** START **
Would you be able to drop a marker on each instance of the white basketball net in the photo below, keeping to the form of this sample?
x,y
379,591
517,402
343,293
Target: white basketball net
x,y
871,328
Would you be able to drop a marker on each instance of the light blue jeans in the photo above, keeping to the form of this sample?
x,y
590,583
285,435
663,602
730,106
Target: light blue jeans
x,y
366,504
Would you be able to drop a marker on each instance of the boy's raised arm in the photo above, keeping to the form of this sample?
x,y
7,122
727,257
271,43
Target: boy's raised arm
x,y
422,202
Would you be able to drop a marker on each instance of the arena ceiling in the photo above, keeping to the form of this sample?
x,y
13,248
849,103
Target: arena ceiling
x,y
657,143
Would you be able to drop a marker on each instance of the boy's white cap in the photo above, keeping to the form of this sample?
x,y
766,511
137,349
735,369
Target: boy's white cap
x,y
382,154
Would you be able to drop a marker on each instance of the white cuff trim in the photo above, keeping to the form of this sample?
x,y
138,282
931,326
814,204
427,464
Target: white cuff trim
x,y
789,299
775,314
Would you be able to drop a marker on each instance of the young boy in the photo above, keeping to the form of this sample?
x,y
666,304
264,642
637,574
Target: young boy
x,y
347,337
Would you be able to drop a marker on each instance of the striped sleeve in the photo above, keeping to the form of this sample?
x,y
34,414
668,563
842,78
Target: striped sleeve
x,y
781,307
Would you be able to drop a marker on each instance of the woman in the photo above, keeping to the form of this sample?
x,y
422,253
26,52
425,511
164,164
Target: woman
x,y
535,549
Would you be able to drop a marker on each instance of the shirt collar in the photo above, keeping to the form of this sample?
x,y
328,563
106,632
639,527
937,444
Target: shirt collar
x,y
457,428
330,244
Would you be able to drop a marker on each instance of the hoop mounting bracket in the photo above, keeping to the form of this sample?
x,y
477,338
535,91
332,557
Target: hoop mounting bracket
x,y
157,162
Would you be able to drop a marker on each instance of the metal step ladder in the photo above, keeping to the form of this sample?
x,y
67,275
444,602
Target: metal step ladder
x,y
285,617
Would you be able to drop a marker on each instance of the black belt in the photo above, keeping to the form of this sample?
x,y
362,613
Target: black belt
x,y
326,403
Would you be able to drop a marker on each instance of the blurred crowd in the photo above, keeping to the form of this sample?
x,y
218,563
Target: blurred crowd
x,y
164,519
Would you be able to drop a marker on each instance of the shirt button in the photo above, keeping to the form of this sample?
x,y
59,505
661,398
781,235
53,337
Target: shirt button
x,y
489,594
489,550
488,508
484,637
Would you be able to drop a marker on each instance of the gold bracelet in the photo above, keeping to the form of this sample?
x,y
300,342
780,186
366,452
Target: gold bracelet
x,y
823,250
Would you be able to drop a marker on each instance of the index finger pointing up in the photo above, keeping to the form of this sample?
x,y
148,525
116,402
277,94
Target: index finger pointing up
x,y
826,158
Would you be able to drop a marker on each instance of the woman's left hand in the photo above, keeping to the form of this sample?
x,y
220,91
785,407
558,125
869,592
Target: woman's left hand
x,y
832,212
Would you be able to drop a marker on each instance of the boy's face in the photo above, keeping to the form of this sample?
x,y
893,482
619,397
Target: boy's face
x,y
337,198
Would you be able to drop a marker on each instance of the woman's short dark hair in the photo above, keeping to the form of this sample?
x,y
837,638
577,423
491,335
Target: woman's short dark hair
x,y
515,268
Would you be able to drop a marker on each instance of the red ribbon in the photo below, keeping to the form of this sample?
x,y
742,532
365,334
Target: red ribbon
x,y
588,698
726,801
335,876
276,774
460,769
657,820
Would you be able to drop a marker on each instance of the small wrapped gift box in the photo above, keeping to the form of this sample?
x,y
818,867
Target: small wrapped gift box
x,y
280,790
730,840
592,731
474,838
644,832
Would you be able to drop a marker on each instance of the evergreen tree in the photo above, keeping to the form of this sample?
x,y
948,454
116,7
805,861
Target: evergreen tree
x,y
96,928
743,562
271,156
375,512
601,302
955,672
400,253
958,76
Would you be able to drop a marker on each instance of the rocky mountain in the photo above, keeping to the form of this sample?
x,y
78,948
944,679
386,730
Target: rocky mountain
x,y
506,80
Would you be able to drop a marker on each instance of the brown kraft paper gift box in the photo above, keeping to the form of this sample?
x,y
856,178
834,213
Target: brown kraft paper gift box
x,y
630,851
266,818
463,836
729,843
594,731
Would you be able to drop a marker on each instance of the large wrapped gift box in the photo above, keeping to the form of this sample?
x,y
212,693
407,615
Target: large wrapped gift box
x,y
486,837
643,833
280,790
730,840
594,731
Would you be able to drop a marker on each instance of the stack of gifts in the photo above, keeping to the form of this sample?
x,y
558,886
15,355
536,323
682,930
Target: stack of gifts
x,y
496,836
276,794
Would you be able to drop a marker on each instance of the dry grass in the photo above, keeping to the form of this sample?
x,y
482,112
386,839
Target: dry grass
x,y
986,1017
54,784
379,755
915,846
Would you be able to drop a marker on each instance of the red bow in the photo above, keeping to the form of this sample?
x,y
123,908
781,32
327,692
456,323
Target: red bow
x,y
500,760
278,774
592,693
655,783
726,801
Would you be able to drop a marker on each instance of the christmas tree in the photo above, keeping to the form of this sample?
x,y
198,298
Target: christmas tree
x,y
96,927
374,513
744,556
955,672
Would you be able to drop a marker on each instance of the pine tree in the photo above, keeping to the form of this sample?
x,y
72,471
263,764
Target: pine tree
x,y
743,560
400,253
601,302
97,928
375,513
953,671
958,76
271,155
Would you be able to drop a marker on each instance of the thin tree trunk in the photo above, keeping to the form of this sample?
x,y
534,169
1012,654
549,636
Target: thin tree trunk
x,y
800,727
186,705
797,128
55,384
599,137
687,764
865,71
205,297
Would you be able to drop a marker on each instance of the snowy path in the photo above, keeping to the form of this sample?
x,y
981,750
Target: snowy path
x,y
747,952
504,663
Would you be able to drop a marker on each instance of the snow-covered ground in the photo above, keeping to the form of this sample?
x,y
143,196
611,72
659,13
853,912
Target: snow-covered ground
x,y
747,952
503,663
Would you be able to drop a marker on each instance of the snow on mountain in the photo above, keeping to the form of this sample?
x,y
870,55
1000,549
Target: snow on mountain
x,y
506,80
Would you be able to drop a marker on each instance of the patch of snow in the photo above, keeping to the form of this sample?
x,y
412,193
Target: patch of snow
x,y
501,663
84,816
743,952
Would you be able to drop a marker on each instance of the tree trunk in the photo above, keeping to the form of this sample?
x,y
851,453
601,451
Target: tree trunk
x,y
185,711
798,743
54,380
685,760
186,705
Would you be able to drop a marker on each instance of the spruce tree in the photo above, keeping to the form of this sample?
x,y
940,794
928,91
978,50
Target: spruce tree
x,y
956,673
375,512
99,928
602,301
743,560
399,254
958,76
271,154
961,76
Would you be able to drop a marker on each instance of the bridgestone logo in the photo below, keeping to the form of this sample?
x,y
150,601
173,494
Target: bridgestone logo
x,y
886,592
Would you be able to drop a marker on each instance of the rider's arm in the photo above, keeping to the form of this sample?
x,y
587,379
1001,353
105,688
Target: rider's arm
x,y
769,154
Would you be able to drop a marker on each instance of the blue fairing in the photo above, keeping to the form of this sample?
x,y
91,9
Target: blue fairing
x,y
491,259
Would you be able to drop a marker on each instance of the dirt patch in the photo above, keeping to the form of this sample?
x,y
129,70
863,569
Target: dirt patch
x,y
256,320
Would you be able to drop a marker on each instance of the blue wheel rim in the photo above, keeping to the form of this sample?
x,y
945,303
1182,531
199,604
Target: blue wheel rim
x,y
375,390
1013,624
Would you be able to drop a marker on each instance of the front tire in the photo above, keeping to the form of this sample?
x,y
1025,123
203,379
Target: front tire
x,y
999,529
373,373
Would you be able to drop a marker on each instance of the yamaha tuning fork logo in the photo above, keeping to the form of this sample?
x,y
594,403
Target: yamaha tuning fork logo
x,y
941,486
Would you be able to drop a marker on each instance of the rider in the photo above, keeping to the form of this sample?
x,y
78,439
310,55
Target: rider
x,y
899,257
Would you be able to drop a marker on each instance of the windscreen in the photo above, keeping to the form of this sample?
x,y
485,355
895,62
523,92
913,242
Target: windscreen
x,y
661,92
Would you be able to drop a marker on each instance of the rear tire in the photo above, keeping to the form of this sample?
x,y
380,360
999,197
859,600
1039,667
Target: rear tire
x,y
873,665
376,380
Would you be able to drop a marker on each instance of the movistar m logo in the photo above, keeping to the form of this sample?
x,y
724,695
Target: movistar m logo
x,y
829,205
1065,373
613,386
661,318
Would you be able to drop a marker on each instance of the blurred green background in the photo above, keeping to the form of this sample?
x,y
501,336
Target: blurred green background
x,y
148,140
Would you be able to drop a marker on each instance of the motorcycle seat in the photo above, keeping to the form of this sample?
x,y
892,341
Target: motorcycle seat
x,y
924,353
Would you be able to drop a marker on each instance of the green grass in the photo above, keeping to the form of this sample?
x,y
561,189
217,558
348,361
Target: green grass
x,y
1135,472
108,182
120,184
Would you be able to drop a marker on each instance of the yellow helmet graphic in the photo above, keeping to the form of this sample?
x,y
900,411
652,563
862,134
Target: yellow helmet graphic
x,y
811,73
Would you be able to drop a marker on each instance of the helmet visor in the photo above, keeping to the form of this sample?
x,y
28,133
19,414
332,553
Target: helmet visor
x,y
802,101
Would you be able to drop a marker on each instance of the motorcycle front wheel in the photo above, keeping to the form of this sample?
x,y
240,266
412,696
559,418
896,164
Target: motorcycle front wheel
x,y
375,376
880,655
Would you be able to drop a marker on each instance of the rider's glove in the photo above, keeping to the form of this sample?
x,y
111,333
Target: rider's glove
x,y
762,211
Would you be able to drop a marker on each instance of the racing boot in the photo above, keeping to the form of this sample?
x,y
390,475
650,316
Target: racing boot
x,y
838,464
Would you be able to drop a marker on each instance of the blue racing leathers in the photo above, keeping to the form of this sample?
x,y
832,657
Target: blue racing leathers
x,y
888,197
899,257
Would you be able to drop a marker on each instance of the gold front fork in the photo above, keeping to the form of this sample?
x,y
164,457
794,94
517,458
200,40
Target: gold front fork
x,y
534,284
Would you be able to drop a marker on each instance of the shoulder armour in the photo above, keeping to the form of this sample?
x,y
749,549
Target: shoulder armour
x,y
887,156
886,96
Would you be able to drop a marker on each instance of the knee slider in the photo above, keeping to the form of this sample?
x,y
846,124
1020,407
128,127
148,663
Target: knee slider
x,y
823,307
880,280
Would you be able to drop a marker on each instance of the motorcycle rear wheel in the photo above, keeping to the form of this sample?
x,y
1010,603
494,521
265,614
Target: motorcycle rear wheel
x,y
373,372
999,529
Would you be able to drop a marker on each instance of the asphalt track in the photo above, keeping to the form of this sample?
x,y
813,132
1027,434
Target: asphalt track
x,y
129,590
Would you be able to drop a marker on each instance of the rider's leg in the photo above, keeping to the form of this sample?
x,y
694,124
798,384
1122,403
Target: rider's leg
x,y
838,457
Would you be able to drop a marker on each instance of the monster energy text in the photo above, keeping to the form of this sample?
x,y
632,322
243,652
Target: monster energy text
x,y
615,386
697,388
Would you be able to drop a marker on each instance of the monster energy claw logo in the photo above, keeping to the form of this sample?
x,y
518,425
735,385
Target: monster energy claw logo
** END **
**Problem statement:**
Reproduce the rows above verbatim, starting with the line that contains "of the racing" and ending with the last line of the rows.

**Exercise output:**
Would you be able to drop a marker on each instance of the racing boot in the photo above, keeping to the form of this sample?
x,y
390,475
650,316
Target: racing boot
x,y
838,464
Would you be able to drop a marker on each instance of the blue racing leathers in the photo above, keeping to the form of this sample?
x,y
832,657
Target: blue racing leathers
x,y
888,197
899,257
Would you be able to drop a marker on each instance of the gold front fork in the photo above, keeping to the form of this sample?
x,y
164,457
794,94
517,458
200,40
Target: gold front fork
x,y
534,284
Would you be able to drop a marker on each instance of the shoulder armour in the photo above, keeping to the form of this sample?
x,y
749,549
Target: shoulder armour
x,y
887,156
886,96
Would you be able to drop a marker on each instance of the knee slider in the photo above, keeping to the form of this sample?
x,y
846,124
1020,407
128,127
148,663
Target: knee slider
x,y
823,307
880,280
Would you be able to drop a marker on each instance of the motorcycle rear wheel in the photo above, keeping to the form of this sample?
x,y
1010,603
494,521
265,614
Target: motorcycle rear wheel
x,y
373,372
999,529
Would you be able to drop a marker on each instance of the asphalt track in the photo above, keeping to the form of this sample?
x,y
813,132
1027,434
Target: asphalt track
x,y
129,590
Would you be able to drop a marker on each instance of the rider's leg in the photo above, keeping to the form of this sample?
x,y
694,124
798,384
1122,403
Target: rider's leg
x,y
838,457
Would you be able to drop a marker on each instance of the monster energy text in the photo above, keeping to the form of this sample?
x,y
632,322
243,652
Target: monster energy text
x,y
615,386
697,388
Would you be able to drop a marker on each instance of the monster energy claw logo in the photo above, keeping to the form of this sample?
x,y
518,425
735,385
Target: monster energy claw logo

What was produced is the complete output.